### Extrait fourni:
------------------------------------------------

Le Sud

Dans une comparaison sociologique des conditions de travail des producteurs d’IA, des chercheurs rappellent le rôle majeur des travailleurs des données. En mettant en parallèle des situations observées au Venezuela, au Brésil, à Madagascar et en France, ils montrent que ce domaine maintient « les dépendances économiques historiques et génère des inégalités qui s’ajoutent à celles héritées du passé ».
Les entreprises d’IA génératives s’appuient sur un amas de données pour créer de modèles de plus en plus gros. Cette course commence à montrer ses limites, mais OpenAI, Anthropic et leurs concurrents ne l’ont pas abandonnée pour l’instant.
Pour obtenir ces amas de données, il faut : soit se procurer des corpus déjà existants, soit générer des contenus à la pelle. Pour la première solution, si ces entreprises ont facilement sacrifié le Copyright sur l’autel de l’IA sans que cela n’émeuve trop les politiques, les archives déjà créées comme « The Pile » vont commencer à se tarir. Et les entreprises de l’industrie culturelle ont lancé quelques procès qui devraient refroidir d’éventuel nouveaux créateurs d’archives de ce genre.
Pour générer des contenus à la pelle, rien de mieux que l’IA générative qui fait ça en quelques claquements de doigts. Mais, on a vu que si ces entreprises parient sur l’entrainement en utilisant des données synthétiques, ça pourrait devenir le talon d’Achille de leurs outils.
Mais, contrairement à ce qu’on pourrait imaginer parfois derrière nos machines, les entreprises d’IA n’ont pas seulement besoin du travail des scientifiques et ingénieurs qu’elles mettent en avant. Leurs outils ne pourraient pas voir le jour sans le travail essentiel de petites mains qui étiquettent des images, trient des items dans des listes, enregistrent des extraits audio ou en retranscrivent via des plateformes comme Amazon Mechanical Turk, Microworkers, Clickworker ou Yappers (anciennement Foule Factory) en France. Next en a déjà parlé quelques fois.

------------------------------------------------

### Données extraites:
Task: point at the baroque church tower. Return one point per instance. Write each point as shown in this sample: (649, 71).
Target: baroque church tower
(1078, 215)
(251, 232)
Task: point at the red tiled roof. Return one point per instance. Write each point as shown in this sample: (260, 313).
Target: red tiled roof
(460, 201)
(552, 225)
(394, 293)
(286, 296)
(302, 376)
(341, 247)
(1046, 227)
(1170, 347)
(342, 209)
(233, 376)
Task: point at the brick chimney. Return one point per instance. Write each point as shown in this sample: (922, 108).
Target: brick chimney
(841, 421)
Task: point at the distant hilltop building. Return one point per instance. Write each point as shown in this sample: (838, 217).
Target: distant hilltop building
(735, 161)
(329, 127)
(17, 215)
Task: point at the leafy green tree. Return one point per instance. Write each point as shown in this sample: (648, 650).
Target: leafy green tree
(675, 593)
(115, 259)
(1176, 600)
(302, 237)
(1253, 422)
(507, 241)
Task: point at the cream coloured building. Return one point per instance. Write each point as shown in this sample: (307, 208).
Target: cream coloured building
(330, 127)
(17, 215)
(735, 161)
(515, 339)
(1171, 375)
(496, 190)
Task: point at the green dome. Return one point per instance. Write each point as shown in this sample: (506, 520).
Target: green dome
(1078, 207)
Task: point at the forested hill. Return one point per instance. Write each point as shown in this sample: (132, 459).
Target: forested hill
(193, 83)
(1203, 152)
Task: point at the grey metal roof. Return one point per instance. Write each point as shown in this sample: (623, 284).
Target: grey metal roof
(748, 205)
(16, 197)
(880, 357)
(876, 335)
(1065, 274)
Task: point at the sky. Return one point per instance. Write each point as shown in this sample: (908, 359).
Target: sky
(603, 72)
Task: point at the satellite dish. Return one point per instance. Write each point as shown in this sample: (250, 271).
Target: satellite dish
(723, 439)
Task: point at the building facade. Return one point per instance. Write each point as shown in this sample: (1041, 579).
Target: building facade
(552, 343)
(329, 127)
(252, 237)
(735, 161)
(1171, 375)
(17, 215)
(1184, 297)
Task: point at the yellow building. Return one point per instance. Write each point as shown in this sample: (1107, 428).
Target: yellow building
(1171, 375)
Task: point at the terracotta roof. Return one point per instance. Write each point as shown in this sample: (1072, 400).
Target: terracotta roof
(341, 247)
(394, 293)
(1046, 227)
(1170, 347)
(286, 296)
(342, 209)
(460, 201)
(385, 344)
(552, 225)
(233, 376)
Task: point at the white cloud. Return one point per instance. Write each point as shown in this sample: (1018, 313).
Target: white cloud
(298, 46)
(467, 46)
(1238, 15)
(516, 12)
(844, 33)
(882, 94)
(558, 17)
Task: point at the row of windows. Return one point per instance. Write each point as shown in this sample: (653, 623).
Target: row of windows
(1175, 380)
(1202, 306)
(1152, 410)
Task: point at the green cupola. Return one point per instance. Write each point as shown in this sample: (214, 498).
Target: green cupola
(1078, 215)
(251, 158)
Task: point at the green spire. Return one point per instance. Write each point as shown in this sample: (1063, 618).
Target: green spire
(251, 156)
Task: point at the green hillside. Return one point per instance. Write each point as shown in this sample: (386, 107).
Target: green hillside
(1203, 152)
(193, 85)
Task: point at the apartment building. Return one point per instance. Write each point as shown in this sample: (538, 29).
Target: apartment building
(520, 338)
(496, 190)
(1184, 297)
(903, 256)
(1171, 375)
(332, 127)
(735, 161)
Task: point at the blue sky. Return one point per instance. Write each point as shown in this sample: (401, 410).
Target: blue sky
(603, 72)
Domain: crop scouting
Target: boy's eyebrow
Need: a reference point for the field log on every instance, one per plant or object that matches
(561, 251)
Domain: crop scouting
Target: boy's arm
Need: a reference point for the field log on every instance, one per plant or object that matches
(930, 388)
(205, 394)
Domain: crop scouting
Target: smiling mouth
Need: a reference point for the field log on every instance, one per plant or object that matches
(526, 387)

------------------------------------------------

Recopiez l'extrait fourni en entier, sans y changer un seul mot. Les données ne servent à rien ici.

Le Sud

Dans une comparaison sociologique des conditions de travail des producteurs d’IA, des chercheurs rappellent le rôle majeur des travailleurs des données. En mettant en parallèle des situations observées au Venezuela, au Brésil, à Madagascar et en France, ils montrent que ce domaine maintient « les dépendances économiques historiques et génère des inégalités qui s’ajoutent à celles héritées du passé ».
Les entreprises d’IA génératives s’appuient sur un amas de données pour créer de modèles de plus en plus gros. Cette course commence à montrer ses limites, mais OpenAI, Anthropic et leurs concurrents ne l’ont pas abandonnée pour l’instant.
Pour obtenir ces amas de données, il faut : soit se procurer des corpus déjà existants, soit générer des contenus à la pelle. Pour la première solution, si ces entreprises ont facilement sacrifié le Copyright sur l’autel de l’IA sans que cela n’émeuve trop les politiques, les archives déjà créées comme « The Pile » vont commencer à se tarir. Et les entreprises de l’industrie culturelle ont lancé quelques procès qui devraient refroidir d’éventuel nouveaux créateurs d’archives de ce genre.
Pour générer des contenus à la pelle, rien de mieux que l’IA générative qui fait ça en quelques claquements de doigts. Mais, on a vu que si ces entreprises parient sur l’entrainement en utilisant des données synthétiques, ça pourrait devenir le talon d’Achille de leurs outils.
Mais, contrairement à ce qu’on pourrait imaginer parfois derrière nos machines, les entreprises d’IA n’ont pas seulement besoin du travail des scientifiques et ingénieurs qu’elles mettent en avant. Leurs outils ne pourraient pas voir le jour sans le travail essentiel de petites mains qui étiquettent des images, trient des items dans des listes, enregistrent des extraits audio ou en retranscrivent via des plateformes comme Amazon Mechanical Turk, Microworkers, Clickworker ou Yappers (anciennement Foule Factory) en France. Next en a déjà parlé quelques fois.